AIM >> Repeat the listing in full, word for word.

RECORDS FOR THE TASK >>
"""

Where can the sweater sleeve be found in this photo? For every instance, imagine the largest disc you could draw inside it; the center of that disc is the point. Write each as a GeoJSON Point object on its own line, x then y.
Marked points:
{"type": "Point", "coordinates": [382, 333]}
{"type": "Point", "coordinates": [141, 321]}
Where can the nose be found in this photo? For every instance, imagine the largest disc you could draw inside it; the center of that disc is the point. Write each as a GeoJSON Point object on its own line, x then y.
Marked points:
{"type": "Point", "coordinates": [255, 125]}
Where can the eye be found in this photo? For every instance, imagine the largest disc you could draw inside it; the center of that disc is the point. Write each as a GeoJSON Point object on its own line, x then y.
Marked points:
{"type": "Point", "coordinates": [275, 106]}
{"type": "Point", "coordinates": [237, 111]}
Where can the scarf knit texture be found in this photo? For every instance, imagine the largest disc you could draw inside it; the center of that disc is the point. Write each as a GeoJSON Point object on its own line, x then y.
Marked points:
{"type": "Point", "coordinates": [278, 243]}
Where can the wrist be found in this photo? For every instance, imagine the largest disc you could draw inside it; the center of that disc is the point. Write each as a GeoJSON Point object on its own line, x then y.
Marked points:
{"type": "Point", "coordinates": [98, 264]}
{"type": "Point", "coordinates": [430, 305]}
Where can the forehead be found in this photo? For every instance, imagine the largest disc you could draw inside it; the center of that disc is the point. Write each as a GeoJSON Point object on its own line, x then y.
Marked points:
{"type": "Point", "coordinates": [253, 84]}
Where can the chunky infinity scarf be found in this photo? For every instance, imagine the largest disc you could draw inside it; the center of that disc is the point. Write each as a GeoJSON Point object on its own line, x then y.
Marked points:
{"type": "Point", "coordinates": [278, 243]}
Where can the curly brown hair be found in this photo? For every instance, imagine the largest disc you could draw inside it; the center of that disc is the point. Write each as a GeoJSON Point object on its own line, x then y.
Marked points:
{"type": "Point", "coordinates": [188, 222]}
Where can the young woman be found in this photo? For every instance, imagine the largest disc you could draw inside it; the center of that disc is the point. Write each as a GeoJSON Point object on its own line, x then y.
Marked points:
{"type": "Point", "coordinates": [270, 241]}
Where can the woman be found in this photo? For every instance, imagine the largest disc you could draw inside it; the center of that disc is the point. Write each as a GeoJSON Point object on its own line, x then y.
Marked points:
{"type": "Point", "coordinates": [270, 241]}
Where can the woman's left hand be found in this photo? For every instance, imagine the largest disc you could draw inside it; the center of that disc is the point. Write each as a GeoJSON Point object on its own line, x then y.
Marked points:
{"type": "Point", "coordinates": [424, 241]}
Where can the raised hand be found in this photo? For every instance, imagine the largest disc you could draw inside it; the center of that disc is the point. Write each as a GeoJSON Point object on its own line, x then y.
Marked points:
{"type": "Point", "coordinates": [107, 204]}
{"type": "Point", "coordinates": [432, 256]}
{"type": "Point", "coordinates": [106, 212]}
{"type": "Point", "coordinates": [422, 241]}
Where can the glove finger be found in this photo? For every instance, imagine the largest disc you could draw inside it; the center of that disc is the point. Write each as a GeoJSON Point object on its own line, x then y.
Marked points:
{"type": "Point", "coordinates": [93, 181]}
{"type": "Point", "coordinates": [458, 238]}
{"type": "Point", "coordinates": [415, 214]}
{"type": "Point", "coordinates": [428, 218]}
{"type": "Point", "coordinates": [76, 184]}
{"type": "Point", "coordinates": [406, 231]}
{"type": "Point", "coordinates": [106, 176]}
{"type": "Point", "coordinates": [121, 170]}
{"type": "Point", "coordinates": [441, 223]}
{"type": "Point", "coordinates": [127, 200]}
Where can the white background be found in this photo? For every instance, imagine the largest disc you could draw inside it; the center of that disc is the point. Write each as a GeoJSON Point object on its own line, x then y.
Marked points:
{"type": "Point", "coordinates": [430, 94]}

"""

WRITTEN REPLY >>
Where can the sweater sleeve be found in this photo? For every instance, imagine the largest disc you could draw inside it; the center of that disc is the point. Write each as a GeoJSON Point object on its own line, x then y.
Marked points:
{"type": "Point", "coordinates": [382, 333]}
{"type": "Point", "coordinates": [141, 321]}
Where can the nose be found in this photo? For every instance, imagine the largest disc you could draw inside it; the center of that disc is the point. Write each as a GeoJSON Point object on its own line, x then y.
Marked points:
{"type": "Point", "coordinates": [255, 125]}
Where can the eye be found in this photo? For every instance, imagine the largest disc you could draw inside it; the center of that disc is the point. Write each as a GeoJSON Point object on its own line, x then y.
Marked points:
{"type": "Point", "coordinates": [275, 106]}
{"type": "Point", "coordinates": [237, 111]}
Where can the scarf knit texture be found in this photo? For every instance, imagine the largest disc you could draw inside it; the center of that disc is the point. Write each as a GeoJSON Point object on its own line, x then y.
Marked points:
{"type": "Point", "coordinates": [278, 243]}
Where can the wrist be found in this photo? For every instance, imagine the largest disc you could draw inside it; the center of that disc is the point. Write each as a GeoJSON Point object on its own line, x then y.
Marked points:
{"type": "Point", "coordinates": [98, 264]}
{"type": "Point", "coordinates": [430, 305]}
Where can the forehead be found in this photo? For every instance, imagine the largest disc you could draw inside it; the center of that disc is the point. Write each as a GeoJSON Point object on its own line, x then y.
Marked points:
{"type": "Point", "coordinates": [253, 84]}
Where can the chunky infinity scarf be found in this photo? For every instance, imagine the largest disc you could draw inside it; the center of that disc is the point. Write each as a GeoJSON Point object on its own line, x then y.
Marked points:
{"type": "Point", "coordinates": [278, 243]}
Where can the curly brown hair be found in this photo? For every instance, imagine the largest disc you could draw inside it; the center of that disc is the point. Write each as a GeoJSON Point object on its own line, x then y.
Marked points:
{"type": "Point", "coordinates": [188, 222]}
Where can the young woman be found in this photo? For every instance, imagine the largest disc you could draw inside it; the center of that disc is the point. Write each as a GeoJSON Point object on its own line, x then y.
Marked points:
{"type": "Point", "coordinates": [270, 241]}
Where can the woman be found in this photo? For every instance, imagine the largest disc you could draw inside it; the center of that disc is the point. Write each as a GeoJSON Point object on its own line, x then y.
Marked points:
{"type": "Point", "coordinates": [270, 241]}
Where can the woman's left hand be found in this photo? For every instance, imagine the largest disc you could draw inside it; the center of that disc is the point. Write each as a GeoJSON Point object on its own line, x then y.
Marked points:
{"type": "Point", "coordinates": [424, 241]}
Where can the raised hand be found in this photo? For every instance, imagine the largest disc you could draw inside it; the center of that disc is the point. Write each as a GeoJSON Point object on its own line, x then y.
Marked points:
{"type": "Point", "coordinates": [107, 204]}
{"type": "Point", "coordinates": [432, 256]}
{"type": "Point", "coordinates": [106, 212]}
{"type": "Point", "coordinates": [422, 241]}
Where can the glove finger be found in this photo? For every instance, imagine the largest disc you could draw inside it; the center of that disc is the point. Write each as a GeoJSON Point object on its own line, x then y.
Marked points:
{"type": "Point", "coordinates": [93, 181]}
{"type": "Point", "coordinates": [458, 238]}
{"type": "Point", "coordinates": [415, 214]}
{"type": "Point", "coordinates": [428, 218]}
{"type": "Point", "coordinates": [76, 184]}
{"type": "Point", "coordinates": [406, 231]}
{"type": "Point", "coordinates": [106, 176]}
{"type": "Point", "coordinates": [121, 170]}
{"type": "Point", "coordinates": [441, 223]}
{"type": "Point", "coordinates": [127, 200]}
Where can the white background be found in this photo? For every instance, imagine the largest disc you could draw inside it; the center of that disc is the point. Write each as a GeoJSON Point object on its own line, x then y.
Marked points:
{"type": "Point", "coordinates": [430, 94]}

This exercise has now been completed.